_EXTRAIT SOURCE_.
Dernièrement, je parlais du livre The Culture Map avec une collègue (un Lisou Award 2019) et cela m’a fait repenser à une différence entre les cultures occidentales et asiatiques qui je pense est importante pour comprendre la dynamique mondiale de la pandémie. Dans le chapitre sur la persuasion, Erin Meyer explique que certaines cultures raisonnent d’abord sur les principes (typiquement les Français) tandis que d’autres raisonnent sur les applications (comme les Américains). Mais cette dichotomie principles-first / application-first ne s’applique pas aux cultures asiatiques, qui ont une approche de la persuasion holistique (contre spécifique pour les cultures occidentales).
Erin Meyer partage les résultats de quelques expériences amusantes, comme la façon de décrire une scène marine: les Américains se concentrent sur le premier plan (par exemple le gros poisson coloré) tandis que les Japonais parlent davantage de ce qu’il se passe à l’arrière-plan. Ils parlent aussi deux fois plus souvent de l’interdépendance entre les objets des premiers et arrière-plans.

_DONNÉES_.
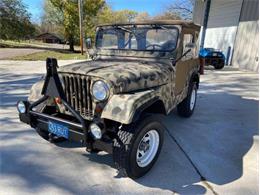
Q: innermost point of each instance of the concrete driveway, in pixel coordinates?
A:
(218, 143)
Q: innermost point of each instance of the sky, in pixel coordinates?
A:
(153, 7)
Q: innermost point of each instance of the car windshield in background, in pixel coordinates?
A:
(137, 38)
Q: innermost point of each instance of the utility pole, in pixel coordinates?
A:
(80, 25)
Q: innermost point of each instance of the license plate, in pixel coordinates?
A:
(58, 129)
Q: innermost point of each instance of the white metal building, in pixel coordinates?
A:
(231, 26)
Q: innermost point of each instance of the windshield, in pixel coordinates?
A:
(149, 38)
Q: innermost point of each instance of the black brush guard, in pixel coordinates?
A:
(53, 88)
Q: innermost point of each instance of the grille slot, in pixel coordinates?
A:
(77, 91)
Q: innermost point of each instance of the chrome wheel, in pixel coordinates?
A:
(192, 99)
(147, 148)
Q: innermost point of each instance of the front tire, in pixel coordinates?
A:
(187, 106)
(137, 147)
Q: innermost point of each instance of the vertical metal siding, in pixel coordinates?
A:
(222, 25)
(250, 10)
(224, 13)
(246, 47)
(198, 12)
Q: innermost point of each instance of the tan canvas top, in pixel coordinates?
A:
(183, 23)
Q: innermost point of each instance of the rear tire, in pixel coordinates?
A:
(137, 147)
(187, 106)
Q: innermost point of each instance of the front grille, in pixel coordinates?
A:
(77, 91)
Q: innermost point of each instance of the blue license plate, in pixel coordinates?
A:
(58, 129)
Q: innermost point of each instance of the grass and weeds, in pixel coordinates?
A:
(52, 54)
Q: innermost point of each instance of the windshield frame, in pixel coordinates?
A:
(144, 26)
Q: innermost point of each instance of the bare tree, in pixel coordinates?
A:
(182, 8)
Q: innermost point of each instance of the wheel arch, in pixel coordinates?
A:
(154, 106)
(195, 78)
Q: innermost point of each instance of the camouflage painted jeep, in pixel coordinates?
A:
(110, 103)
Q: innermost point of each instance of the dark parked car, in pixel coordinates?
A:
(213, 57)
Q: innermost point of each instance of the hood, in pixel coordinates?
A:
(124, 76)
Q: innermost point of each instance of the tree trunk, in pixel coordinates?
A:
(71, 43)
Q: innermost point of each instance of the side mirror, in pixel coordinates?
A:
(190, 46)
(88, 43)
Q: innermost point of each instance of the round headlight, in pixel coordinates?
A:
(100, 90)
(95, 131)
(21, 107)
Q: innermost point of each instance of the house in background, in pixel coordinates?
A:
(48, 38)
(231, 26)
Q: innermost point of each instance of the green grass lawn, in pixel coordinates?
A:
(52, 54)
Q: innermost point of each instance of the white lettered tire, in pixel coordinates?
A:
(138, 146)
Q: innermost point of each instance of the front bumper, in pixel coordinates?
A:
(78, 127)
(77, 132)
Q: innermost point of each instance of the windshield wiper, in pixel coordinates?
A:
(124, 29)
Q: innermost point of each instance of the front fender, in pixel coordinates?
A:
(122, 107)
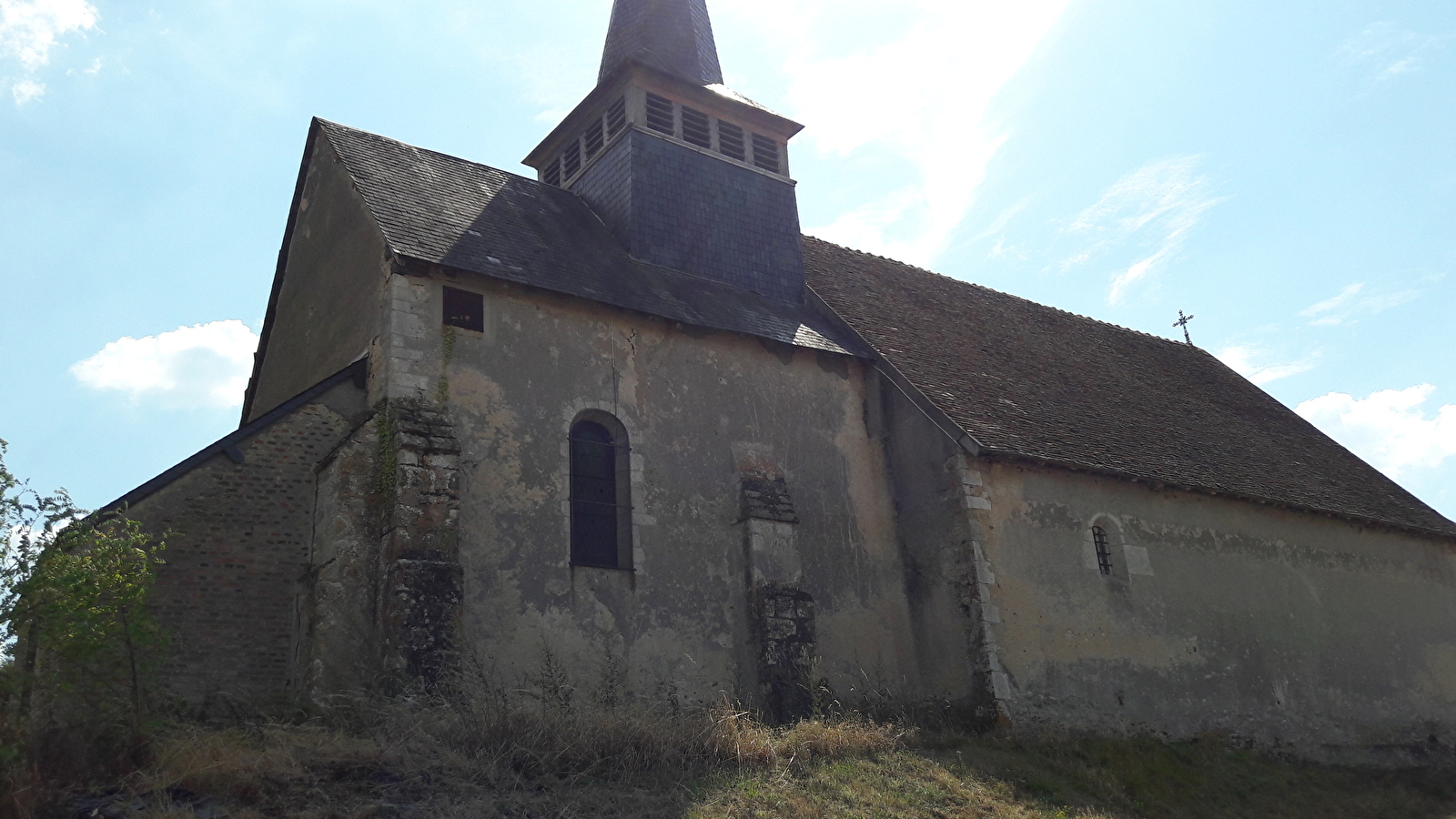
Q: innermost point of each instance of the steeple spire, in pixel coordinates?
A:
(672, 35)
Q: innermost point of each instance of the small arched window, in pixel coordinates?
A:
(1104, 552)
(601, 494)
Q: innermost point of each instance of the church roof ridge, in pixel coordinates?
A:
(441, 208)
(1034, 382)
(1002, 293)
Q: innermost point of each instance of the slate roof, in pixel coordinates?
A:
(673, 35)
(1034, 382)
(1026, 380)
(446, 210)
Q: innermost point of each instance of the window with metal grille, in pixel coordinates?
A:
(593, 140)
(660, 114)
(730, 140)
(571, 159)
(601, 494)
(696, 128)
(1104, 554)
(616, 116)
(465, 309)
(766, 153)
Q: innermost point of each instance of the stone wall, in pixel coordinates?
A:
(681, 624)
(327, 308)
(242, 531)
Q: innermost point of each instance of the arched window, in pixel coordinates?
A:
(601, 493)
(1104, 554)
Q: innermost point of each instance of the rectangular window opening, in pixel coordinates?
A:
(465, 309)
(766, 153)
(1104, 554)
(730, 140)
(593, 140)
(660, 114)
(616, 116)
(696, 127)
(571, 160)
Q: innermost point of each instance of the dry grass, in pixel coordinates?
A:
(484, 756)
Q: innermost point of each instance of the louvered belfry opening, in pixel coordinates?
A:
(686, 174)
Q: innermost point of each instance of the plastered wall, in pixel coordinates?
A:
(1218, 615)
(677, 624)
(329, 296)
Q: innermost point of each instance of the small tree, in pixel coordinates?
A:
(73, 608)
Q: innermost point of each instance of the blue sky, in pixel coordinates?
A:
(1286, 172)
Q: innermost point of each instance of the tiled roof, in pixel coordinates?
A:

_MISE EN PRATIQUE_.
(A) D'après l'extrait, quelle approche de la persuasion ont les cultures asiatiques ?
(B) Recopiez, s'il vous plaît, le passage de l'extrait qui va de « Erin Meyer partage » jusqu'à « premiers et arrière-plans. » inclus.

_RÉPONSES PAR TÂCHE_.
(A) Une approche holistique.

(B)
Erin Meyer partage les résultats de quelques expériences amusantes, comme la façon de décrire une scène marine: les Américains se concentrent sur le premier plan (par exemple le gros poisson coloré) tandis que les Japonais parlent davantage de ce qu’il se passe à l’arrière-plan. Ils parlent aussi deux fois plus souvent de l’interdépendance entre les objets des premiers et arrière-plans.